begin

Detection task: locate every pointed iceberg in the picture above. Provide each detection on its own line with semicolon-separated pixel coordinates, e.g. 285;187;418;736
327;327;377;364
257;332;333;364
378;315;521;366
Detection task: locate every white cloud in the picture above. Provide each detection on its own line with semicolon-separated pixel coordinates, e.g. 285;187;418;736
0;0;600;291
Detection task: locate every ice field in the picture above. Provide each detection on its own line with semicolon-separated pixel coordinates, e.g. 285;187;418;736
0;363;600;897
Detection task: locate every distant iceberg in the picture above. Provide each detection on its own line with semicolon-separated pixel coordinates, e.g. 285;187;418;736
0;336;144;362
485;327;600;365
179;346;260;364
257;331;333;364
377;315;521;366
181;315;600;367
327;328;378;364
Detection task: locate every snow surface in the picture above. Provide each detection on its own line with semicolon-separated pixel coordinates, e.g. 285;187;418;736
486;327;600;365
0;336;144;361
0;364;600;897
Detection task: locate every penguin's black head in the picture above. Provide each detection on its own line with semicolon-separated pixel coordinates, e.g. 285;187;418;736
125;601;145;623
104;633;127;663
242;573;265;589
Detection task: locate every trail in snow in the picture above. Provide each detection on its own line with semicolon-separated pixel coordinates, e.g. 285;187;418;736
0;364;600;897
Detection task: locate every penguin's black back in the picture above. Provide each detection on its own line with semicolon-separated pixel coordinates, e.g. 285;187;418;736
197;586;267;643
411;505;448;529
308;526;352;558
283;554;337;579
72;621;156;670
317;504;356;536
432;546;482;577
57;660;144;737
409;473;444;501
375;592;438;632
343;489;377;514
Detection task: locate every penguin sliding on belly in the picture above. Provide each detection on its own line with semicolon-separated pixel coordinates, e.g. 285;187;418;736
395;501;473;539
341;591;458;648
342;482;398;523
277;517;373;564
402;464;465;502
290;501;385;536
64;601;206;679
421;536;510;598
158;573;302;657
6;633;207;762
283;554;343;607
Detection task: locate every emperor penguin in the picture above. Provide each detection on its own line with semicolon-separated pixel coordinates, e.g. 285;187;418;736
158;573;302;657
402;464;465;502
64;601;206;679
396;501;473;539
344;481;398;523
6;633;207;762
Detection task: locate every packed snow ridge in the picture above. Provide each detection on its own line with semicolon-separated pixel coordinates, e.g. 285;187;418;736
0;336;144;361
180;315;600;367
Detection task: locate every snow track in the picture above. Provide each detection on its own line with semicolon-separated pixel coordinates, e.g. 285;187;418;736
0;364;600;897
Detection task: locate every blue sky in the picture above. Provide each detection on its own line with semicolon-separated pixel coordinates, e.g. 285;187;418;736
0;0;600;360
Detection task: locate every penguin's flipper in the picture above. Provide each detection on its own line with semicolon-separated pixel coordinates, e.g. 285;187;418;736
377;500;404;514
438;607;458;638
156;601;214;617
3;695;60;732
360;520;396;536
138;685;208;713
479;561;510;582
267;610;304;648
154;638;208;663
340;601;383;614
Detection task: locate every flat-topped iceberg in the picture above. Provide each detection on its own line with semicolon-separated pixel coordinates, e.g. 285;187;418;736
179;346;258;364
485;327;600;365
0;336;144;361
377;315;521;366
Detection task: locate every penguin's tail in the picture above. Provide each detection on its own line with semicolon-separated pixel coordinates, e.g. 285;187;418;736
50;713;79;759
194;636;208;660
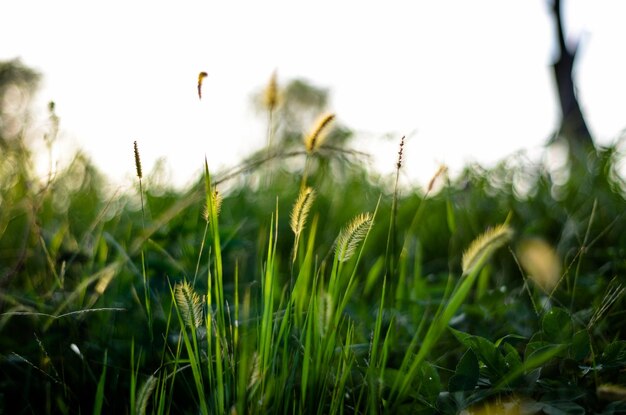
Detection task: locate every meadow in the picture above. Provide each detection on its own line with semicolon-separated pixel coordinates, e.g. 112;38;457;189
0;78;626;414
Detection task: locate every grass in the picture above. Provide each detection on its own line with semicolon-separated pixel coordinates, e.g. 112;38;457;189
0;77;626;414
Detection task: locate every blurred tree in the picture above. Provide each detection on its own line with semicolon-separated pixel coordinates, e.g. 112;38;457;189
552;0;594;164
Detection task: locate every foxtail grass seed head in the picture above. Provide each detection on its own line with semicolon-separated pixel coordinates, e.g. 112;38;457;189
317;292;334;337
290;187;315;236
263;71;278;111
304;113;335;154
133;141;143;180
247;352;261;390
396;136;404;170
174;281;202;327
202;188;224;222
426;164;448;193
517;238;561;292
198;72;209;99
462;224;513;275
335;213;374;262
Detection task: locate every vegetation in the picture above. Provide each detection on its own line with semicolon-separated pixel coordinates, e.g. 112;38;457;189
0;62;626;414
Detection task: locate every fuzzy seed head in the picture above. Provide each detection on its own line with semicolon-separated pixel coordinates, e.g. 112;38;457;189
202;188;224;222
396;136;404;170
290;187;315;236
174;281;202;327
462;224;513;275
133;141;143;180
263;71;278;111
198;72;209;99
335;213;374;262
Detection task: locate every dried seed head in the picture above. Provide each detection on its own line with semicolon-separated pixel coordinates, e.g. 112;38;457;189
263;71;278;111
517;238;561;291
463;224;513;275
290;187;315;236
198;72;209;99
133;141;143;180
304;113;335;154
174;281;202;327
335;213;374;262
396;136;404;170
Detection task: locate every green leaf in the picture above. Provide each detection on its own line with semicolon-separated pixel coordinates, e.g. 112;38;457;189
451;329;508;381
93;350;107;415
448;350;479;392
417;363;441;405
570;330;591;361
541;307;574;343
599;340;626;367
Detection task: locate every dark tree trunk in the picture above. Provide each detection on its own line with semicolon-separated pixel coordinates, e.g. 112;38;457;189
552;0;594;155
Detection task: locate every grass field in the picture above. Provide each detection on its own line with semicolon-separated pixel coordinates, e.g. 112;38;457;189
0;76;626;414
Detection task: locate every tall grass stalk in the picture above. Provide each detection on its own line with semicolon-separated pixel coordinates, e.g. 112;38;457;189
133;141;154;340
392;225;512;401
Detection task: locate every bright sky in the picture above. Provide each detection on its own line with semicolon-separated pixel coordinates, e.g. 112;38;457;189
0;0;626;189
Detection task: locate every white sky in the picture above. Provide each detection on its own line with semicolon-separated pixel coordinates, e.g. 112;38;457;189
0;0;626;189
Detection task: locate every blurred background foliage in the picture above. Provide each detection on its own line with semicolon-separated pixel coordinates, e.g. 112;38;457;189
0;61;626;413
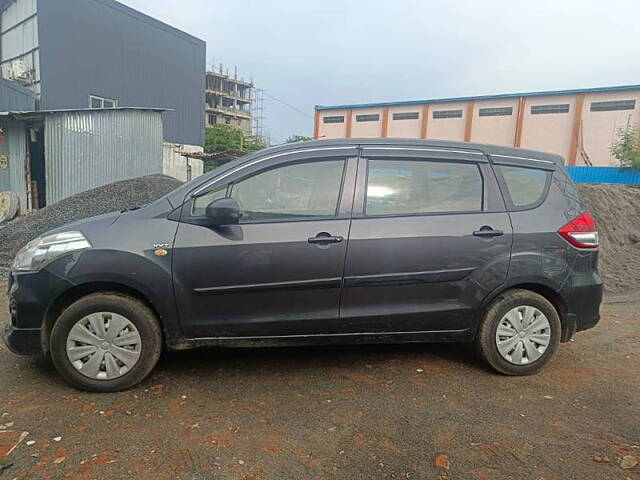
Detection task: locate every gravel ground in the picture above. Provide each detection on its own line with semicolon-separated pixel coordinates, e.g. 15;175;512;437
578;184;640;295
0;175;182;279
0;292;640;480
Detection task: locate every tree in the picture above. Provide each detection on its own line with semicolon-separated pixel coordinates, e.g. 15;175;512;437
204;123;266;172
284;135;313;143
609;125;640;170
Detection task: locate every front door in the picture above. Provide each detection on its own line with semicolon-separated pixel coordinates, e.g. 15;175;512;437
173;148;357;338
340;148;512;333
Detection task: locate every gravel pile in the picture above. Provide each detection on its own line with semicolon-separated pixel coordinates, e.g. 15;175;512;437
0;175;182;279
578;184;640;295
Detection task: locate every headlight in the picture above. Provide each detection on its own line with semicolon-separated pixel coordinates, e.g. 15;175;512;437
13;232;91;270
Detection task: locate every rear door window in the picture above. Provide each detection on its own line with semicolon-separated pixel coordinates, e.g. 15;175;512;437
495;165;551;209
365;160;483;216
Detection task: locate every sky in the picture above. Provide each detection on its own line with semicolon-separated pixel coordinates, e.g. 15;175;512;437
121;0;640;144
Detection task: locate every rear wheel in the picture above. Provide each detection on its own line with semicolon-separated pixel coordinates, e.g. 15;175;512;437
476;290;561;375
50;293;162;392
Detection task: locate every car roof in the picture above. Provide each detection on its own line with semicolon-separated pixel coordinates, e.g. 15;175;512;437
162;138;564;205
245;138;564;165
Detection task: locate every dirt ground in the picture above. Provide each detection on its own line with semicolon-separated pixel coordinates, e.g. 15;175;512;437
0;286;640;480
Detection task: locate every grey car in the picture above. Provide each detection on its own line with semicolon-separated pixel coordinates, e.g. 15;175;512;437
3;139;602;391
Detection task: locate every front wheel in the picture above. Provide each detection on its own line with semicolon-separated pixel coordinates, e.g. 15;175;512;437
49;293;162;392
476;290;561;375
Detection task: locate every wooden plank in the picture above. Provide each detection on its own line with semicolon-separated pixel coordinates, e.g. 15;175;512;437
569;93;584;165
313;110;320;138
380;107;389;138
420;103;429;138
464;100;476;142
513;97;527;144
345;109;353;138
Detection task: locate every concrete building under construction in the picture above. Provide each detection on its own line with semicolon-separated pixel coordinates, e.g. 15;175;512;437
314;85;640;166
205;65;253;135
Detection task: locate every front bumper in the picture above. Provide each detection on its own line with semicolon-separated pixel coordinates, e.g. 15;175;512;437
0;324;43;355
0;270;69;355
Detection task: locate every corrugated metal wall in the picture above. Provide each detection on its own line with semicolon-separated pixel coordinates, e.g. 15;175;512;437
38;0;206;146
45;110;162;205
0;78;36;112
0;122;27;211
566;167;640;185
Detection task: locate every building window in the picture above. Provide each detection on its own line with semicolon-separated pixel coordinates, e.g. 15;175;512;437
531;103;569;115
393;112;420;120
89;95;118;108
322;115;344;123
478;107;513;117
356;113;380;122
433;110;462;118
591;100;636;112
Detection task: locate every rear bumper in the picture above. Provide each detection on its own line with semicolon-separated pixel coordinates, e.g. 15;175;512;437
0;325;43;355
560;274;602;342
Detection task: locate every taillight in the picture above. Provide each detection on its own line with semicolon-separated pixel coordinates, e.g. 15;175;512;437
558;212;598;248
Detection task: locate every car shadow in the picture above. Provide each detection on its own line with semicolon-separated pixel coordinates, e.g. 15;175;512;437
152;343;493;374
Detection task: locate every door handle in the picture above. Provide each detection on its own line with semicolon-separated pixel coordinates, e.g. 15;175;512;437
473;225;504;238
307;232;344;244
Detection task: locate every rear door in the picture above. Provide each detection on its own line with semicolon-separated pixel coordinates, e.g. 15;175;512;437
340;147;512;333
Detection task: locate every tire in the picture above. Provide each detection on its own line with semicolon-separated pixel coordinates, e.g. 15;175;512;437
49;293;162;392
476;290;561;375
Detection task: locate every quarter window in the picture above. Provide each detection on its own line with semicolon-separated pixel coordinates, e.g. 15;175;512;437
496;165;551;209
193;160;344;223
366;160;483;216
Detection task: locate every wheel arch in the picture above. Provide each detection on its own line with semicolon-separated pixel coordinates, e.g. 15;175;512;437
474;281;575;342
41;281;167;352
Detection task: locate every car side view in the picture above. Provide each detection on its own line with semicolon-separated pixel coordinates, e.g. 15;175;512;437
3;139;602;391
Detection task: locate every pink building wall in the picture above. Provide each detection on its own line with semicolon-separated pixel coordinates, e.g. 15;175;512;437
316;87;640;166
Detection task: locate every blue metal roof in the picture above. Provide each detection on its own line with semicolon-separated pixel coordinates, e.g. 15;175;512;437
316;84;640;110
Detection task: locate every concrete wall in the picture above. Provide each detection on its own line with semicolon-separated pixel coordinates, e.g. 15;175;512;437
162;142;204;182
0;118;27;212
316;87;640;166
38;0;206;145
471;98;518;146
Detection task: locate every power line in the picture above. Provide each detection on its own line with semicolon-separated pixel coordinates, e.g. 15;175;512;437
262;90;313;118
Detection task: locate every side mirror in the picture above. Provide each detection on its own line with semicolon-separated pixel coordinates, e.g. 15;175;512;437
205;198;240;227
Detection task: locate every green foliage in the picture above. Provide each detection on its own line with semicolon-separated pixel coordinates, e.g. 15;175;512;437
204;123;244;153
204;123;266;172
284;135;313;143
609;125;640;170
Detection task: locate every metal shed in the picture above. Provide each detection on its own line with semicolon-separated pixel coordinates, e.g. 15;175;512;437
0;108;163;211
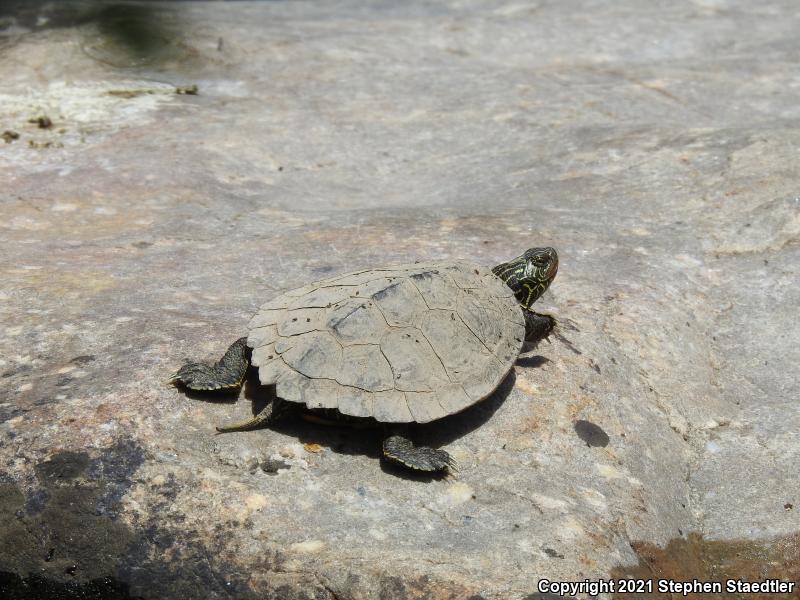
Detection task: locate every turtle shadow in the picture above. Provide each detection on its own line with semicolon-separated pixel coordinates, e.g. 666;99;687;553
411;369;517;448
516;354;551;369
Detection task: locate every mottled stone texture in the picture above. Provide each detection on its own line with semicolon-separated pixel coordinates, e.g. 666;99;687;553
0;0;800;600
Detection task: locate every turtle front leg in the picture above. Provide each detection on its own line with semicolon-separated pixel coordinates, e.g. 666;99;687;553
383;435;458;473
522;308;556;344
170;338;250;391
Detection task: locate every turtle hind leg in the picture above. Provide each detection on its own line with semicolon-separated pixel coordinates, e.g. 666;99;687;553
170;338;250;391
383;435;458;473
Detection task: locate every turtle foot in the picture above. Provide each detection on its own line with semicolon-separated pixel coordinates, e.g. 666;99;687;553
169;338;245;391
383;435;458;473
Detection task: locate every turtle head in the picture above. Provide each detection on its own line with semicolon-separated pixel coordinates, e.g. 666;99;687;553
492;248;558;309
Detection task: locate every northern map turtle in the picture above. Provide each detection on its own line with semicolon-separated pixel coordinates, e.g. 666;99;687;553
170;248;558;472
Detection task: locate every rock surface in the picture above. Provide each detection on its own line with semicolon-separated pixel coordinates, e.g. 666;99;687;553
0;0;800;599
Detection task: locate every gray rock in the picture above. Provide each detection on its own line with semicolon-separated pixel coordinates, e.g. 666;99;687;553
0;0;800;599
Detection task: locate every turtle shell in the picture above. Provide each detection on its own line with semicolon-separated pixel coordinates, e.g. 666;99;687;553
247;262;525;423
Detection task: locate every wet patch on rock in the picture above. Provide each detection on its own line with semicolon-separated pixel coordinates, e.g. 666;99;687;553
574;419;609;448
0;439;262;599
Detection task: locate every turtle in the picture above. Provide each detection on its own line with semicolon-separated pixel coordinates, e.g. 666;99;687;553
170;247;558;473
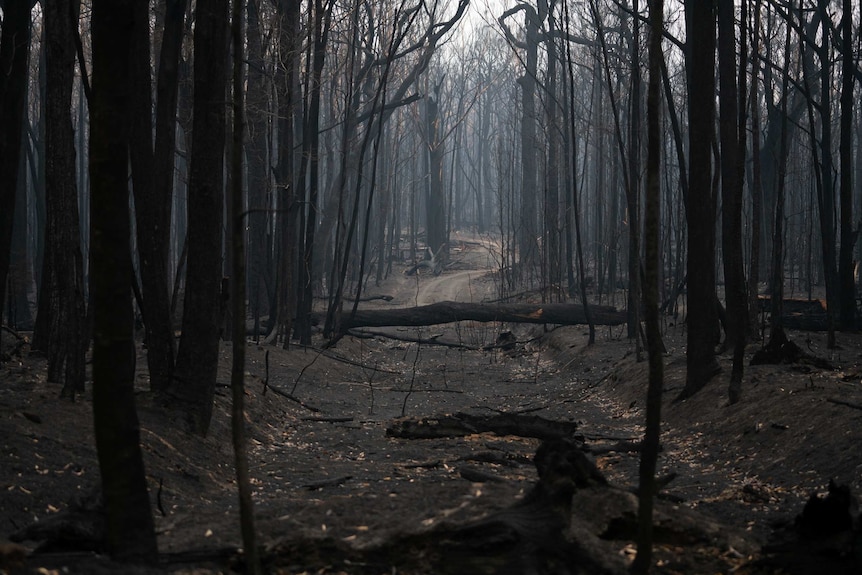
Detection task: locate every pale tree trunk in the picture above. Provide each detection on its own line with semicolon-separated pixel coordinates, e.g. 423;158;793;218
820;0;838;349
838;0;858;330
296;0;332;345
626;0;641;342
517;3;539;279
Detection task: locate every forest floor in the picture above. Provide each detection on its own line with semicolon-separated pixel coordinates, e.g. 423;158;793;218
0;232;862;575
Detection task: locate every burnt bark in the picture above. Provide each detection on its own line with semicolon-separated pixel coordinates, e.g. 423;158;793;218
129;2;182;390
90;0;157;564
718;2;748;403
171;0;228;435
679;0;721;399
38;0;86;396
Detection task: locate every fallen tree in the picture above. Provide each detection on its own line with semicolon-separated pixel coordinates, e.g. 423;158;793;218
320;301;626;333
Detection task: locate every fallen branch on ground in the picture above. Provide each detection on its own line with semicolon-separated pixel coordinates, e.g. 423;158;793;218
386;413;578;439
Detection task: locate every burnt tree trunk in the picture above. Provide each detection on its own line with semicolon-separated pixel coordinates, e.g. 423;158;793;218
171;0;230;435
90;0;158;564
39;0;86;396
679;0;721;399
0;1;30;323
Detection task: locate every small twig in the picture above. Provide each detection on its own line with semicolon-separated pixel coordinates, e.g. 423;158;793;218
156;477;168;517
261;350;269;395
0;323;25;341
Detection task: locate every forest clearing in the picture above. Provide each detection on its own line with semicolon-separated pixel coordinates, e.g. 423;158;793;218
5;0;862;575
0;236;862;574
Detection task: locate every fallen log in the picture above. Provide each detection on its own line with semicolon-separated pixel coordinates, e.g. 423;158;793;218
386;413;578;439
328;301;626;332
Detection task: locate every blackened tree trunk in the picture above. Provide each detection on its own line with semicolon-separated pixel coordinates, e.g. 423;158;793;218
267;0;301;347
230;0;263;575
679;0;721;399
296;0;332;345
90;0;157;564
626;0;641;344
542;0;560;292
39;0;86;396
838;0;856;330
718;1;748;403
0;0;31;323
172;0;230;435
748;0;763;333
129;2;179;390
246;0;272;342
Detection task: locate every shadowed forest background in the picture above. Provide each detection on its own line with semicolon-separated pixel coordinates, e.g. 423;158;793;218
0;0;862;573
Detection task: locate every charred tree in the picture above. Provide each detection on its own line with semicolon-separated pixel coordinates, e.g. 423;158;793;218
678;0;721;399
716;2;748;403
838;0;858;330
632;0;664;573
90;0;158;564
0;1;32;330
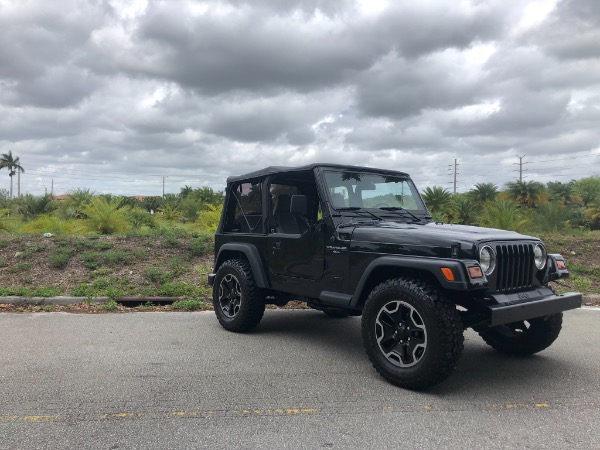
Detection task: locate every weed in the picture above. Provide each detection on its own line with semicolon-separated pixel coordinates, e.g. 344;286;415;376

end

**Set problem**
Copy out the lines verbatim, from the line containing "Detection task: locate every turtle front" through the line containing "492;248;558;309".

**Finished answer**
Detection task: locate every turtle front leg in the picture above. Provide each detection on its own line with semicolon-separated pixel coordinates, e.g. 666;99;687;553
383;435;458;473
522;308;556;344
170;338;250;391
Detection task: locate every turtle hind leg in the picture above. Provide each detection on its own line with semicolon-separated pixel coordinates, e.g. 666;99;687;553
170;338;250;391
383;435;458;473
Detection task: locate every turtle foot in the picture above. Provide each detection on its own line with semicolon-separated pixel coordinates, e.g. 666;99;687;553
169;338;245;391
383;435;458;473
Detection task: locate every turtle head in the picture above. Provide each detection on its own line with semicolon-separated pixel coordinates, e.g. 666;99;687;553
492;248;558;309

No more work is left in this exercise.